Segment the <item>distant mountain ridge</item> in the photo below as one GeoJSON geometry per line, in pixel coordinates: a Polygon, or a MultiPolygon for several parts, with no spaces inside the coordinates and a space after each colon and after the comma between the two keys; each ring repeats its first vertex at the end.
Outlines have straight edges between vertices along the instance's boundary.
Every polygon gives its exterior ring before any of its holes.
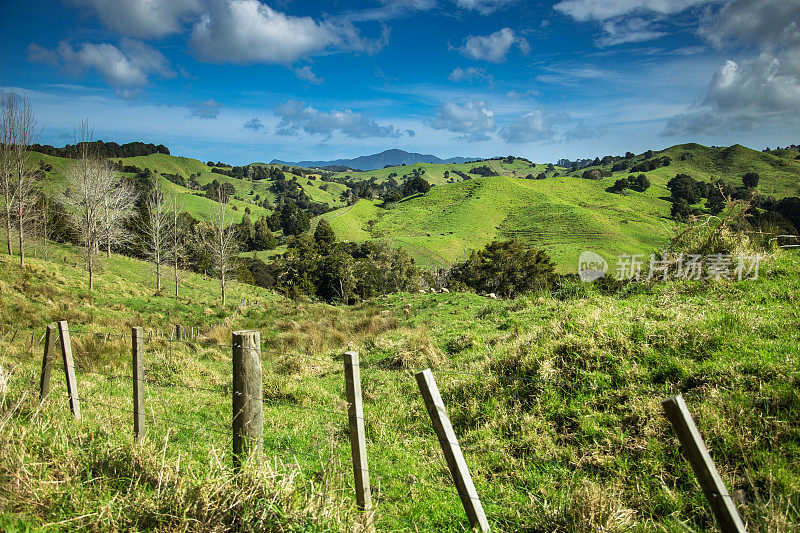
{"type": "Polygon", "coordinates": [[[418,154],[415,152],[406,152],[405,150],[384,150],[379,154],[362,155],[354,159],[336,159],[334,161],[297,161],[295,163],[289,161],[281,161],[273,159],[270,163],[274,165],[291,165],[296,167],[349,167],[356,170],[378,170],[386,165],[398,166],[402,164],[413,165],[414,163],[466,163],[467,161],[474,161],[475,157],[451,157],[449,159],[441,159],[435,155],[418,154]]]}

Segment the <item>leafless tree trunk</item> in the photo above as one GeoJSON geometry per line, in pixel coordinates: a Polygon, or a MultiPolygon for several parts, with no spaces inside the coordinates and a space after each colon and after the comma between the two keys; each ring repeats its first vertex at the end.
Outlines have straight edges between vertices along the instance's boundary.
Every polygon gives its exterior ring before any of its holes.
{"type": "Polygon", "coordinates": [[[156,267],[156,290],[161,292],[161,266],[167,262],[171,241],[171,214],[161,189],[150,191],[145,208],[147,213],[142,227],[144,250],[156,267]]]}
{"type": "Polygon", "coordinates": [[[0,99],[0,187],[5,209],[6,245],[8,255],[12,255],[11,226],[12,210],[16,203],[16,184],[14,183],[14,140],[16,138],[17,96],[14,91],[3,94],[0,99]]]}
{"type": "Polygon", "coordinates": [[[236,253],[236,230],[228,224],[227,205],[222,193],[217,198],[217,211],[211,220],[211,246],[214,263],[219,272],[222,306],[225,307],[225,283],[232,269],[233,256],[236,253]]]}
{"type": "MultiPolygon", "coordinates": [[[[81,123],[78,139],[80,157],[67,170],[67,188],[63,201],[73,225],[83,236],[86,246],[86,268],[89,271],[89,290],[94,290],[95,254],[100,249],[104,232],[104,213],[109,198],[121,185],[107,162],[89,153],[92,130],[87,121],[81,123]]],[[[121,220],[121,219],[120,219],[121,220]]]]}
{"type": "Polygon", "coordinates": [[[12,120],[13,158],[17,174],[16,181],[16,217],[17,237],[19,238],[19,264],[25,265],[25,226],[27,225],[34,204],[34,169],[30,168],[29,147],[38,139],[36,117],[30,102],[24,96],[11,95],[14,100],[12,120]]]}
{"type": "Polygon", "coordinates": [[[106,244],[106,257],[111,257],[112,243],[119,244],[128,235],[125,222],[133,211],[134,194],[130,187],[120,180],[113,180],[103,198],[103,239],[106,244]]]}

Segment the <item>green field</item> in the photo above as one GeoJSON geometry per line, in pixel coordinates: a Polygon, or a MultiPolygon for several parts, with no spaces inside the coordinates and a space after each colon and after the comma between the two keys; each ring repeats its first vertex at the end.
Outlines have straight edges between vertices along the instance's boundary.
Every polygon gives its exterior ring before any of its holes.
{"type": "MultiPolygon", "coordinates": [[[[776,198],[800,194],[800,160],[795,159],[795,151],[783,150],[776,154],[779,155],[740,145],[729,148],[699,144],[673,146],[654,152],[653,157],[667,155],[672,161],[669,166],[646,173],[652,186],[645,193],[606,191],[629,171],[616,172],[601,180],[586,180],[580,177],[583,169],[569,174],[566,169],[556,167],[546,172],[548,177],[544,180],[524,179],[529,174],[537,176],[545,172],[546,166],[531,165],[521,159],[511,164],[504,160],[420,163],[336,175],[339,178],[349,175],[355,180],[374,178],[380,183],[391,173],[398,174],[399,180],[404,174],[410,175],[412,168],[425,170],[423,177],[435,185],[430,193],[405,199],[388,209],[380,207],[379,201],[367,200],[344,206],[340,196],[347,190],[345,185],[324,182],[318,176],[298,177],[297,180],[314,201],[340,207],[323,215],[331,222],[339,240],[385,241],[403,247],[421,266],[434,268],[463,260],[472,250],[492,240],[514,237],[545,249],[558,264],[559,271],[574,272],[577,258],[584,250],[600,253],[613,264],[620,254],[649,256],[663,246],[674,225],[669,217],[671,204],[666,184],[678,173],[704,181],[721,178],[740,185],[742,175],[754,171],[761,175],[756,189],[758,194],[776,198]],[[482,165],[490,166],[499,176],[471,175],[473,179],[462,180],[452,174],[453,170],[467,172],[482,165]],[[454,183],[445,180],[446,170],[451,171],[454,183]],[[556,172],[561,175],[554,177],[556,172]]],[[[42,154],[34,154],[34,157],[53,164],[50,180],[57,189],[69,161],[42,154]]],[[[640,154],[634,162],[642,160],[644,155],[640,154]]],[[[256,195],[258,201],[275,201],[269,190],[270,181],[234,179],[212,173],[210,167],[196,159],[153,154],[115,161],[158,173],[180,174],[187,180],[190,174],[199,173],[197,180],[201,185],[214,179],[230,183],[236,189],[231,202],[235,208],[231,219],[236,222],[248,207],[251,219],[270,213],[256,205],[256,195]]],[[[610,170],[611,165],[600,168],[610,170]]],[[[216,203],[202,193],[177,186],[163,177],[161,184],[195,216],[206,218],[213,213],[216,203]]]]}
{"type": "MultiPolygon", "coordinates": [[[[678,173],[703,181],[725,179],[741,185],[741,177],[754,171],[761,175],[758,194],[782,198],[800,194],[800,161],[751,150],[740,145],[709,148],[698,144],[678,145],[653,157],[670,156],[669,166],[647,172],[651,187],[644,193],[607,192],[614,181],[630,174],[616,172],[601,180],[581,178],[584,169],[566,173],[556,167],[544,180],[527,180],[546,170],[520,159],[510,165],[501,160],[463,165],[418,164],[371,172],[350,173],[352,179],[377,182],[390,173],[402,176],[411,168],[437,184],[425,196],[391,206],[361,200],[354,207],[323,215],[340,240],[383,240],[406,249],[426,268],[463,260],[472,250],[495,239],[515,237],[541,247],[555,259],[561,272],[575,272],[584,250],[592,250],[613,264],[620,254],[649,256],[666,242],[674,222],[669,213],[667,182],[678,173]],[[444,171],[467,171],[489,165],[499,177],[448,184],[444,171]],[[552,177],[554,172],[562,174],[552,177]],[[564,175],[564,174],[568,175],[564,175]],[[515,179],[516,178],[516,179],[515,179]]],[[[644,160],[643,155],[634,159],[644,160]]],[[[604,168],[610,170],[611,165],[604,168]]],[[[345,173],[340,173],[339,176],[345,173]]]]}
{"type": "Polygon", "coordinates": [[[769,253],[755,281],[613,295],[574,282],[508,301],[398,293],[332,307],[232,284],[225,308],[215,280],[185,273],[179,298],[158,296],[150,265],[116,255],[92,293],[79,250],[50,252],[22,270],[0,256],[0,529],[357,529],[347,349],[361,354],[379,531],[468,527],[414,381],[426,367],[495,531],[712,530],[661,414],[679,392],[749,530],[800,527],[796,252],[769,253]],[[240,308],[245,298],[256,305],[240,308]],[[74,331],[80,421],[59,366],[41,406],[36,392],[35,341],[61,319],[74,331]],[[134,443],[119,334],[176,323],[201,337],[146,343],[147,429],[134,443]],[[264,457],[234,474],[229,346],[251,328],[263,341],[264,457]]]}
{"type": "Polygon", "coordinates": [[[672,227],[663,191],[616,195],[613,179],[476,178],[441,185],[388,209],[361,200],[323,215],[340,240],[384,240],[406,249],[425,267],[463,260],[496,239],[517,238],[547,250],[562,271],[594,250],[607,259],[650,254],[672,227]]]}

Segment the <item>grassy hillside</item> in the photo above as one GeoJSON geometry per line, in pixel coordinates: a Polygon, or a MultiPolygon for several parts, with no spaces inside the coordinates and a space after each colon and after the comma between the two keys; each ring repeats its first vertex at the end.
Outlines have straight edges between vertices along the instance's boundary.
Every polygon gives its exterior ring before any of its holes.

------------------------------------------------

Among the entries above, find every line holding "spaces" and copy it.

Segment the <item>distant mountain ridge</item> in the photo below as one GeoJSON geometry per line, in pixel coordinates: a Polygon, or a MultiPolygon for several parts, with no spaces inside the coordinates and a space after each colon and after the comma between the two keys; each ring repeats its first vertex at the end.
Segment the <item>leafless tree trunk</item> in the photo above as one GeoJSON geometry per line, in pixel coordinates: a Polygon, or a MultiPolygon for several parts, with no spaces inside the coordinates and a space after each colon and after the comma between the two keys; each ring repeats its first vertex at the end.
Segment the <item>green field</item> in the photo above as one GeoJSON geometry per line, in pixel coordinates: a Polygon, or a MultiPolygon for several parts, with no spaces inside the coordinates and a space after each colon and after the comma between the two keys; each ring repeats its first vertex at the end.
Segment the <item>grassy hillside</item> in the photo above as one GeoJSON geometry per line, in pixel coordinates: a Polygon, or a MultiPolygon for several parts, with no spaces inside the coordinates and a space after each colon and after the comma between the two keys; each ring repeats its first vertex at the end.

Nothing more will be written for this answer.